| Supplied text |
[START]

Easily Write your own O.S without the need to write on 'real' boot sectors, a potentially harmful act (Hope this is not new...).
Quickly use tools and programs not found on your own O.S.
Demonstrate a program at various times, by restoring a virtual machine,
quicker and less prone to failure, than trying to recreate the state at the minutes before the demo.
Less directly connected to programing, but surfing vie a virtual machine (for example to see documentation) has the added value that your own important system (and code) is less likely to be harmed by malicious programs.
From my experience in most cases the answer is typically "no" (When testing and targeting multiple platforms is removed) Both are huge reasons to be familiar with "desktop" VM solutions. Others have done an excellent job of listing rare exceptions like debugging kernel codes.
There are some quirks one must be aware of when running on a virtual machine. This is hardly an exhaustive list:
Loss of precsision or even time reversal in high resolution timers due to emulation of hardware resources (depends somewhat on the vm platform and operating system)
Virtual network interfaces ususally bridged. We've seen some extremely odd behavior in the host system with an application that sets up its own bridge between virtual interfaces -behavior which logically should not effect the host in one of the leading VM solutions.
Usage models - If your product has orwellian licensing codes or records state dependant behavior when interacting with remote systems you should account for what would happen if a system were "paused" and "restarted" or restarted from an earlier "state". Normally this kind of thing would be taken into account anyway in a robust implementation.
If you are developing in a virtual environment you will want to make sure you know what specifications were used to create the environment. If you have say a 4 Gig machine and create a virtual environment with 1 Gig you will want to make sure things in your development do not grow to a point that it overruns the memory. This will cause slight performance problems. I personally ran into this and it was a pretty tricky thing to track down. The scenario was that I was fixing a bug and testing it in a virtual environment. I did not setup the virtual environment by the way... The application took a performance hit because of all of the memory swapping that was taking place.

[END]

| Recorded data |
[START]

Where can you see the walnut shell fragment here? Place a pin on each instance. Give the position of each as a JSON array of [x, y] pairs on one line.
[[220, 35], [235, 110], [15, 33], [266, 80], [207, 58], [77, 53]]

[END]

| Required work |
1) Answer these from the virtual machine discussion:
(a) In the memory example, how much memory is given to the virtual environment created on a 4 Gig machine?
(b) What can happen to high resolution timers because of the emulation of hardware resources?
(c) What added value does surfing via a virtual machine have?
2) Reproduce everything in the virtual machine discussion from "Demonstrate a program" down to "by malicious programs.".
3) Write what would come next in the virtual machine discussion, picking up after its final sentence.

| Expected responses |
1)
(a) 1 Gig.
(b) They can suffer loss of precision or even time reversal.
(c) Your own important system (and code) is less likely to be harmed by malicious programs.

2)
Demonstrate a program at various times, by restoring a virtual machine,
quicker and less prone to failure, than trying to recreate the state at the minutes before the demo.
Less directly connected to programing, but surfing vie a virtual machine (for example to see documentation) has the added value that your own important system (and code) is less likely to be harmed by malicious programs.

3)
A very good use for a virtual environment is when you are developing applications that mess with the Windows Gina. It's much easier to reinstall a virtual environment than an entire PC....(been here done that too).
I do all of my development on a virtual XP instance under VMWare Fusion so that I can use a Mac for everything and still write .NET code ;-)
Sometimes they are necessary, because the platform you are programming doesn't support the standard developer environment. One such example is Sharepoint. As of Sharepoint 2007 you still need a server OS to install Sharepoint 2007, WSS, and the Visual Studio Sharepoint Extensions (VseWSS).
Thus for Sharepoint I have to use a Window Server VM to do my development work. As for Sharepoint 2010 they are supporting installations on Vista and 7 x64, but I will still use a VM, because I don't want to have Sharepoint on my main machine slowing everything down. Rather I want it in a VM where the services are on when needed and off when I don't without having to manually turn off/on each service. This in addition to the many great answers posted above.